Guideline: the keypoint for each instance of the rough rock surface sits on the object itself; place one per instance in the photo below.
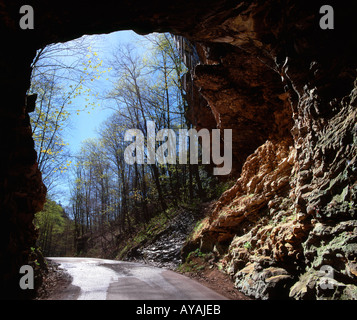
(285, 86)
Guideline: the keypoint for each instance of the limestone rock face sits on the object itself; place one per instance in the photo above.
(287, 89)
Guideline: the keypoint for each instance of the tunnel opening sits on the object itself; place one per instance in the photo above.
(271, 74)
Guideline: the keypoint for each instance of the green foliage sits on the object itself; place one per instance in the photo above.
(55, 229)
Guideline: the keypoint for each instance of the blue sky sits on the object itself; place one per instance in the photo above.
(84, 125)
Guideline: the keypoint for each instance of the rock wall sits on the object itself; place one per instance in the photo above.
(287, 89)
(287, 228)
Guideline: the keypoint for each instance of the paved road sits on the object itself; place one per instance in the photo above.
(99, 279)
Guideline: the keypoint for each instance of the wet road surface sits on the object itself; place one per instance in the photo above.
(100, 279)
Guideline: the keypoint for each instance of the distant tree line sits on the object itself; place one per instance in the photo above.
(110, 197)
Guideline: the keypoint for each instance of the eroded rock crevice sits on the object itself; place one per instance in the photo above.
(284, 86)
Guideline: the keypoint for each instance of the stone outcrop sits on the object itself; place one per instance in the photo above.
(268, 71)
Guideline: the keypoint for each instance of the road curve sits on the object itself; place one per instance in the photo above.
(100, 279)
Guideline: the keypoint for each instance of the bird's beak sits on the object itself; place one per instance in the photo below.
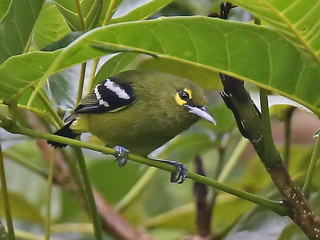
(201, 112)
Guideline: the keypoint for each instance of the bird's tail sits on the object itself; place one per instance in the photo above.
(65, 131)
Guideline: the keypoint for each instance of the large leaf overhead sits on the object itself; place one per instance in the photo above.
(80, 14)
(298, 20)
(252, 53)
(16, 26)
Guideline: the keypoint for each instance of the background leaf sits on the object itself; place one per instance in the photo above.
(296, 20)
(142, 12)
(47, 31)
(247, 63)
(85, 18)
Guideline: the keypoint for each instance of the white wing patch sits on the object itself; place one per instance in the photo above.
(98, 96)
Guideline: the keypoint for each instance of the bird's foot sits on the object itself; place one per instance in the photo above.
(181, 172)
(121, 155)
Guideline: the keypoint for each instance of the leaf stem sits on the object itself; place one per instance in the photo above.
(314, 159)
(287, 135)
(80, 15)
(96, 61)
(48, 195)
(6, 204)
(89, 194)
(81, 82)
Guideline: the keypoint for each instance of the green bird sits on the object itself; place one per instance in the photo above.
(138, 110)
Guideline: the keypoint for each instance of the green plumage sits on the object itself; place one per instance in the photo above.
(151, 120)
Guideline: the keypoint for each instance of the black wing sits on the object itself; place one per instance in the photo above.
(107, 96)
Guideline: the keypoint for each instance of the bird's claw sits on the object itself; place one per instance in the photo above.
(121, 155)
(181, 172)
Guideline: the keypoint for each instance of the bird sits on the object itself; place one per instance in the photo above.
(138, 111)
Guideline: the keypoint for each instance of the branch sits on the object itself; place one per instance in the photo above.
(257, 129)
(275, 206)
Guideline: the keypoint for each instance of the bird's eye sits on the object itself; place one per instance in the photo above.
(184, 95)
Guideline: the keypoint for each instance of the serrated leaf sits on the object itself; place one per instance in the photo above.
(16, 26)
(83, 18)
(263, 59)
(297, 20)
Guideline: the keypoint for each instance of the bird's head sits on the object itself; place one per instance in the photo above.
(163, 95)
(194, 101)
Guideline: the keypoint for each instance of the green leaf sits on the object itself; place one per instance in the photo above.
(105, 7)
(21, 209)
(16, 27)
(83, 18)
(142, 12)
(46, 30)
(258, 224)
(297, 20)
(4, 6)
(208, 43)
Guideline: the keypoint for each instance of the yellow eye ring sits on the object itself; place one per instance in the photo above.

^^^^

## What is being asked
Exactly and only the lines from the one containing "Guideline: the keypoint for each instance of the bird's eye" through the end of the material are to be reproduced, both ends included.

## Result
Guideline: the keypoint for each instance of the bird's eye sits on the object itself; place one per instance in the photo above.
(184, 95)
Guideline: the keypoint for each instance of the serrated leaf sits on the object itself; place one per instance in the photo above.
(16, 26)
(83, 18)
(263, 59)
(297, 20)
Guideline: the keypoint for each instance of the bird's head sits on the object itself; place one per instance in the photo above.
(163, 95)
(194, 101)
Guideline: the keypoint for each instance of the green leaf sits on the object itself; place one per instance in the photo above.
(105, 7)
(21, 209)
(16, 27)
(83, 18)
(142, 12)
(46, 30)
(258, 224)
(297, 20)
(4, 6)
(208, 43)
Guideline: the keypoint for each instance of the yellow eye ring sits on the object itself; place one per instance in the photo above.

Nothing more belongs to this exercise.